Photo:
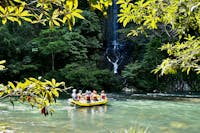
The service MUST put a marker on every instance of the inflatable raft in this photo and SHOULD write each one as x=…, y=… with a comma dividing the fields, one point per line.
x=92, y=103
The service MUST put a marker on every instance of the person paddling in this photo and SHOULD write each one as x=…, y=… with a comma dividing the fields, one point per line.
x=103, y=95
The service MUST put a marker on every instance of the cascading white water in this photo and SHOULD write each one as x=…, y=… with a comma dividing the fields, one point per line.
x=116, y=56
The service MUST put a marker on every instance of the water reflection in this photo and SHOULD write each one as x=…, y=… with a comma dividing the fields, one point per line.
x=92, y=110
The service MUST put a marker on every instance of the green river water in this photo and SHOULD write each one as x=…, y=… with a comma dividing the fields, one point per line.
x=153, y=115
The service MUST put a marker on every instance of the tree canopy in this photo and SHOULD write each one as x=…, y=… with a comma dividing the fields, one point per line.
x=180, y=20
x=51, y=12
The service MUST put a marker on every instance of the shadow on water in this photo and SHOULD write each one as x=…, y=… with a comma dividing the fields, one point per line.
x=92, y=110
x=156, y=96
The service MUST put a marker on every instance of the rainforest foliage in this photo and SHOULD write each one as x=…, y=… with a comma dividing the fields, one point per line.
x=57, y=39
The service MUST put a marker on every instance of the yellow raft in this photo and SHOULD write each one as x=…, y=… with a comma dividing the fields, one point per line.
x=84, y=104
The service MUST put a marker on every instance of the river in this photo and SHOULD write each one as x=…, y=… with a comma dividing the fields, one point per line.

------------------------

> **Set exercise**: Rewrite the material above with "marker" swapped for "pin" everywhere and everything else unchanged, leaving the pictures out.

> **Answer below**:
Photo:
The service MUST put a pin on every instance of the inflatable raft in this photo and SHOULD write each one as x=…, y=… with a comma dividing the fields, one point per line.
x=92, y=103
The service MUST put a pin on every instance of the person paddling in this photo and SHOULD write each one as x=…, y=… with a comma dividing the fields, one point per line.
x=103, y=95
The service MUST put a pin on every instance of the cascading white water in this photo and SHOULD write each one as x=…, y=… with a comma dividing the fields, one point per line.
x=116, y=56
The service MUST put a pin on every instance of the water reflection in this photo and SHOULD write each one as x=…, y=… with a comma dividing the fields, one point per line.
x=92, y=110
The service MUST put a pin on every instance of the green river water in this photo and SHOULD write each one as x=…, y=… with a comma dividing the fields, one point per line.
x=153, y=115
The service MUST put a pin on every instance of the tree canopy in this photo and SHOULD write each one as x=…, y=… with a comma dividing the fields, one point per line.
x=180, y=20
x=51, y=12
The service MUST put a pin on every instance of the shadow on water in this photo and SHOULD write each one as x=…, y=… with a comma dividing the fields, one point per line.
x=92, y=110
x=156, y=96
The service MUST put a pin on every instance of the rainforest foliage in this photo and SHOULD write each one as x=…, y=… with a comma dividing the fields, one point per line.
x=57, y=39
The service MUST put a pin on every instance of the yellow raft in this photo and SHOULD write each one as x=…, y=… with a comma dividing the fields, one point per line.
x=84, y=104
The service MUST put a pin on every instance of the river in this photo and SHOULD write each one as x=…, y=… with a comma dividing the fields, one point per line.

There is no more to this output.